* VORLIEGENDER TEXT
──────

# Avira nicht kompatibel mit Windows 8 und Windows Server 2012



## Devilfrank (6 November 2012)

Die Produkte von Avira sind momentan nicht mit Windows 8 und Windows Server 2012 kompatibel, darauf weist das deutsche IT-Sicherheits-Unternehmen hin. Ein Upgrade von Windows 7 auf Windows 8 mit bereits installierten Avira-Produkten ruft Bluescreens hervor. Das Problem soll im ersten Quartal 2013 behoben sein. Als Ursache für die Inkompatibilität werden von Avira "wesentliche Änderungen an der Betriebssystemplattform" von Windows 8 und Windows Server 2012 angegeben.

Komplett auf Heise


----------



## Reducal (6 November 2012)

──────

* BEREITGESTELLTE DATENSÄTZE
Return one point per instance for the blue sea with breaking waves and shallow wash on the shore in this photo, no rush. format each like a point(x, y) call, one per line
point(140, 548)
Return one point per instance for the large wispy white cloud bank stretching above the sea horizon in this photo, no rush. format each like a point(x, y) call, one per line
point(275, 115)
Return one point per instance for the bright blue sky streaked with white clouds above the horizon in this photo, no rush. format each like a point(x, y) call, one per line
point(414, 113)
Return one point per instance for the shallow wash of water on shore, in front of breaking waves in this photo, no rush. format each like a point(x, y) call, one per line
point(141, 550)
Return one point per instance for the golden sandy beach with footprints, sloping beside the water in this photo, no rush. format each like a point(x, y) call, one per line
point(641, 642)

──────

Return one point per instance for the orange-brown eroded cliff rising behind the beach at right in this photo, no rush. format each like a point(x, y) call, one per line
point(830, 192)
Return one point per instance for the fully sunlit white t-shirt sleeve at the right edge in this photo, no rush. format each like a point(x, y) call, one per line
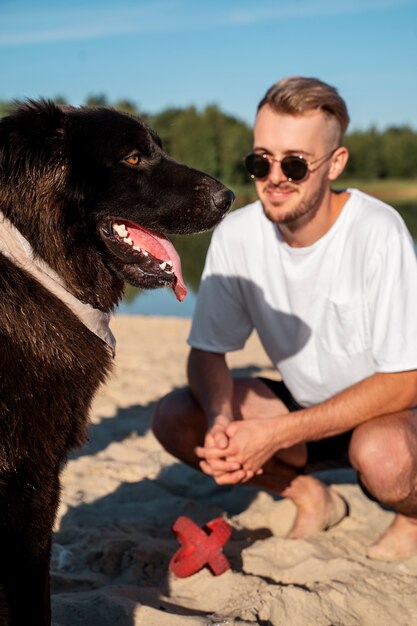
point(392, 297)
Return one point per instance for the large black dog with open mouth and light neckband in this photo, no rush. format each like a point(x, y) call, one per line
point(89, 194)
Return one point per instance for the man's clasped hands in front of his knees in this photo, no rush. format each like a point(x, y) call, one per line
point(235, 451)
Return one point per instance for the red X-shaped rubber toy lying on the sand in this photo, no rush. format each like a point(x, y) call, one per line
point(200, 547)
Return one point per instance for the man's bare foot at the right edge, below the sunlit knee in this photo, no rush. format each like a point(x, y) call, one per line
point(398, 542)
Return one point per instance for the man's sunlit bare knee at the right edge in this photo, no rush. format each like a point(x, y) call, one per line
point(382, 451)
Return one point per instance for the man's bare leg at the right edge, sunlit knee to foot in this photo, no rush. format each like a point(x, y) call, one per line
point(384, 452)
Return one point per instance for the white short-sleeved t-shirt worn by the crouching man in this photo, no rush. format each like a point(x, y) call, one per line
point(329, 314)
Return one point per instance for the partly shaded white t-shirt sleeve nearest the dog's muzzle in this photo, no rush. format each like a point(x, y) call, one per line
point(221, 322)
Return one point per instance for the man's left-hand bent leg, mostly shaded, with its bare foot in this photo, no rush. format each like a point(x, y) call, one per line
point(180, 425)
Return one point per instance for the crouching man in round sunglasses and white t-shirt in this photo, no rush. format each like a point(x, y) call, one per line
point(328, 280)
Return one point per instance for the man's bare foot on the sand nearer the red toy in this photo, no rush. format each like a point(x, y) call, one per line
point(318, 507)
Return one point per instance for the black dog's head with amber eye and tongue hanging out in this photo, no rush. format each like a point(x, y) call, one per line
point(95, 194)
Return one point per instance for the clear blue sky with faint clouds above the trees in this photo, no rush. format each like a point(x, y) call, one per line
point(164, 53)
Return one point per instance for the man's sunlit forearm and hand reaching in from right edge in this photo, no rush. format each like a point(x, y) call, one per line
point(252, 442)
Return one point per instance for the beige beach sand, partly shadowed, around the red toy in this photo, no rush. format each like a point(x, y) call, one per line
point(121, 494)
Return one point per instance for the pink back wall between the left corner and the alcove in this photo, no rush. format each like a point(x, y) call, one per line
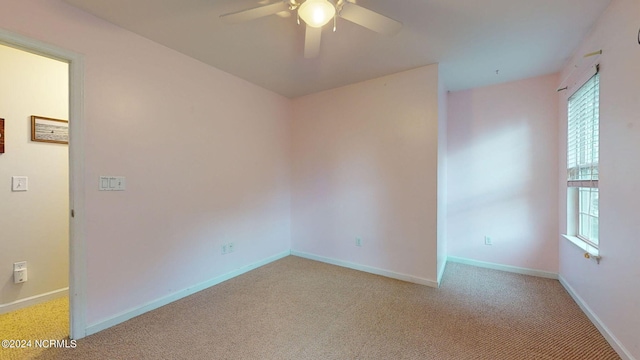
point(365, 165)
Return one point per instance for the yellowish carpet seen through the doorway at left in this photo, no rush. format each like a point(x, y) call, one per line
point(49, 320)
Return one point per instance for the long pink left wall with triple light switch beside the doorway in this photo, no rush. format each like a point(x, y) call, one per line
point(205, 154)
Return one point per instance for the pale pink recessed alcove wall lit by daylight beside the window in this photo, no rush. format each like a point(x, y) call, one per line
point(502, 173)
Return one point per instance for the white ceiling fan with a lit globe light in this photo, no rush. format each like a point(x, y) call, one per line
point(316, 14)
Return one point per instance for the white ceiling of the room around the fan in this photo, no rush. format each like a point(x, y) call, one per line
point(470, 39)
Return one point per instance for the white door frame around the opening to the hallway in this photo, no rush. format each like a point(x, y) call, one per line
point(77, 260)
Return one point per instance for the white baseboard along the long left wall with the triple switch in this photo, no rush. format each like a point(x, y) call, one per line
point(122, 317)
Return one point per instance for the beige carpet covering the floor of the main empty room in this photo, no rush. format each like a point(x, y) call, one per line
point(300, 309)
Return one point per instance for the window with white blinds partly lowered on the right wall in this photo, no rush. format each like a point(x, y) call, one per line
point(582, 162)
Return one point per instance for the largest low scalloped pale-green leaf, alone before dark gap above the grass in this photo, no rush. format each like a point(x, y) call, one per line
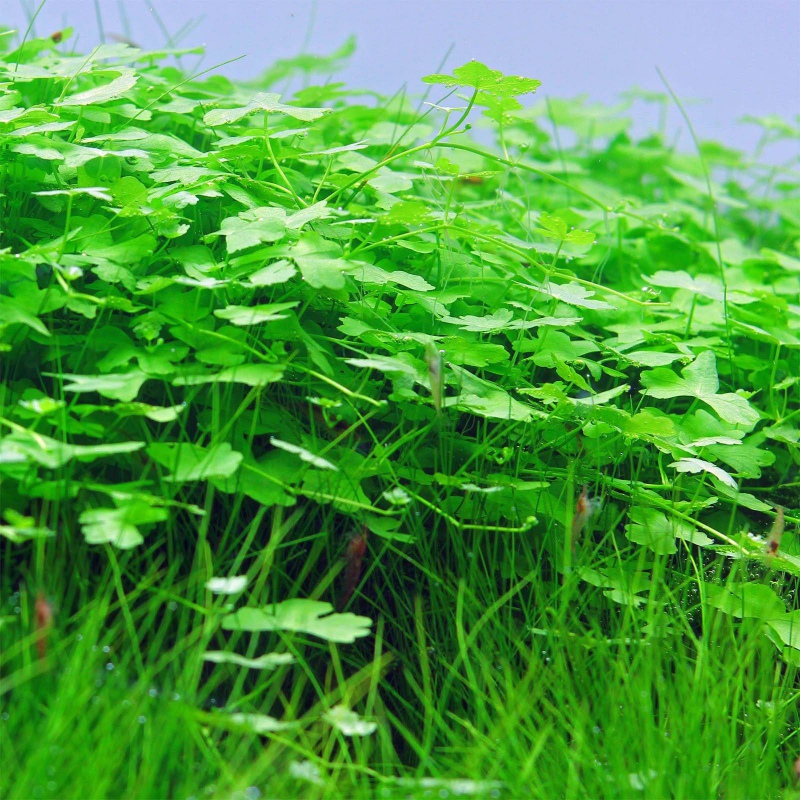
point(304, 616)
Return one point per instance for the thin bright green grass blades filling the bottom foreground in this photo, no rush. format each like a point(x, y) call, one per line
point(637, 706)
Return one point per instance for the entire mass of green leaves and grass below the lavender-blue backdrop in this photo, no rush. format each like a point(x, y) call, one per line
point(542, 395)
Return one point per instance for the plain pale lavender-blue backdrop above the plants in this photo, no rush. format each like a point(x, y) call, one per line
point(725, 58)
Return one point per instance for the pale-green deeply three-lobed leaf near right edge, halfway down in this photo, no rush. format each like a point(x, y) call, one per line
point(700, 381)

──────

* ZIEL DER AUFGABE
Bis wann soll das Kompatibilitätsproblem laut dem Text über Avira und Windows 8 behoben sein?

* SCHRIFTLICHE ANTWORT
Im ersten Quartal 2013.